Extract to read>
## begin

A visiting site team for the Accrediting Council on Education in Journalism and Mass Communications has recommended full re-accreditation for Hampton University’s Scripps Howard School of Journalism and Communications, the school announced on Friday. It follows a protracted battle over the “provisional” accreditation the school received last year.

The Hampton announcement came after a Tuesday visit from the site team, whose recommendations are to be reviewed by an accrediting committee and then voted on by the full council in May.

“This decision to re-accredit our program reinforces our determination to continue the excellence we have achieved in a very short period of time,” Tony Brown, dean of the Scripps Howard School, said in the news release. A story on the development appeared Thursday in the local newspaper, the Daily Press of Newport News, Va.

The decision by Hampton to disclose the site team’s recommendation so soon after the visit stood in marked contrast to the stance it took last year, when President William R. Harvey and Brown angrily denounced the disclosure of that year’s recommendation to flunk the school on two of the nine standards.

## end

Exercise directions> Carry on the news story above about Hampton University's journalism school accreditation, starting right after its last sentence.

Material>
## begin

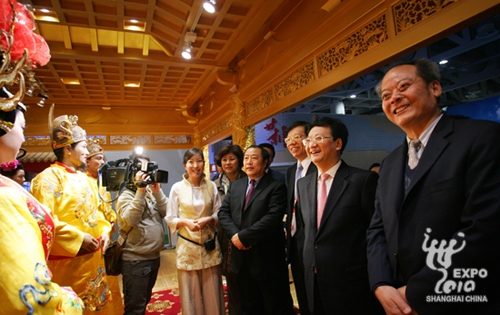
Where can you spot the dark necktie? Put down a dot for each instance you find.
(413, 153)
(322, 197)
(293, 221)
(249, 193)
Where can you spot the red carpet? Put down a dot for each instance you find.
(164, 303)
(167, 302)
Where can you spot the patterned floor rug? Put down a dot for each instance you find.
(167, 302)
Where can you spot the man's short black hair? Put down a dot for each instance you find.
(298, 123)
(337, 128)
(264, 153)
(269, 146)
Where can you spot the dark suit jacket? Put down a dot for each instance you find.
(259, 226)
(290, 199)
(338, 249)
(455, 188)
(277, 175)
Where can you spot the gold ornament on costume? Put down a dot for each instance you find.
(94, 148)
(21, 49)
(64, 130)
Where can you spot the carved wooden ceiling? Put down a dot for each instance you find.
(121, 60)
(118, 65)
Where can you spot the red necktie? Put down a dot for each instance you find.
(322, 197)
(249, 193)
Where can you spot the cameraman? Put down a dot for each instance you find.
(142, 208)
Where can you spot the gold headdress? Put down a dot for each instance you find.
(20, 51)
(64, 130)
(94, 148)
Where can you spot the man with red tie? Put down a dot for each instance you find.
(336, 204)
(251, 216)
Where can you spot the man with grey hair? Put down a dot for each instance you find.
(441, 186)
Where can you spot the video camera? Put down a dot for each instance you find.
(121, 173)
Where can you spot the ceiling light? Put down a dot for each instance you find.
(186, 52)
(132, 84)
(209, 6)
(42, 99)
(189, 38)
(134, 25)
(46, 15)
(70, 81)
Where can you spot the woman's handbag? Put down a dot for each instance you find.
(113, 254)
(208, 244)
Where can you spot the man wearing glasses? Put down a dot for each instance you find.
(336, 204)
(294, 226)
(441, 186)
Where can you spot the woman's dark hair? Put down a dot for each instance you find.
(190, 153)
(337, 128)
(234, 149)
(60, 152)
(11, 174)
(9, 117)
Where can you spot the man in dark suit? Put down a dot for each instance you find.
(252, 218)
(294, 226)
(336, 203)
(272, 153)
(444, 189)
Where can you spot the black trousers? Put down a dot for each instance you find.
(266, 295)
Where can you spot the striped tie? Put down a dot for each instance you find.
(249, 193)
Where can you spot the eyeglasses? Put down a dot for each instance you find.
(295, 138)
(315, 139)
(401, 87)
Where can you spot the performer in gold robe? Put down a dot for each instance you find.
(28, 230)
(73, 197)
(95, 159)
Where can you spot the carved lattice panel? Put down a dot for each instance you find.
(408, 13)
(356, 44)
(302, 76)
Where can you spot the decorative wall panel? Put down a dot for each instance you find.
(261, 102)
(128, 139)
(40, 141)
(169, 139)
(408, 13)
(356, 44)
(302, 76)
(215, 129)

## end

The response>
“All institutions that are audited by ACEJMC are promised a process in which the visiting site team’s recommendations are just a preliminary step,” Harvey wrote then. “The school, according to the rules, is guaranteed the opportunity to respond to the team’s recommendations before they are submitted to the ACEJMC. Instead of a fair process, Hampton University got a rush to judgment. A preliminary team recommendation was announced in the media two days after the team left our school.”

The school used the disclosure, made in this column, as a basis for its successful appeal, which led to the new accreditation visit.

This time, the head of the site team, Journalism Dean Will Norton of the University of Nebraska – Lincoln, would not confirm even that Hampton had passed its muster. “I’m not going to say anything,” he said, “because I’m not supposed to. I don’t want to jeopardize anything.”

The school is a result of a $10 million commitment from the Scripps Howard Foundation to upgrade journalism education at a historically black campus.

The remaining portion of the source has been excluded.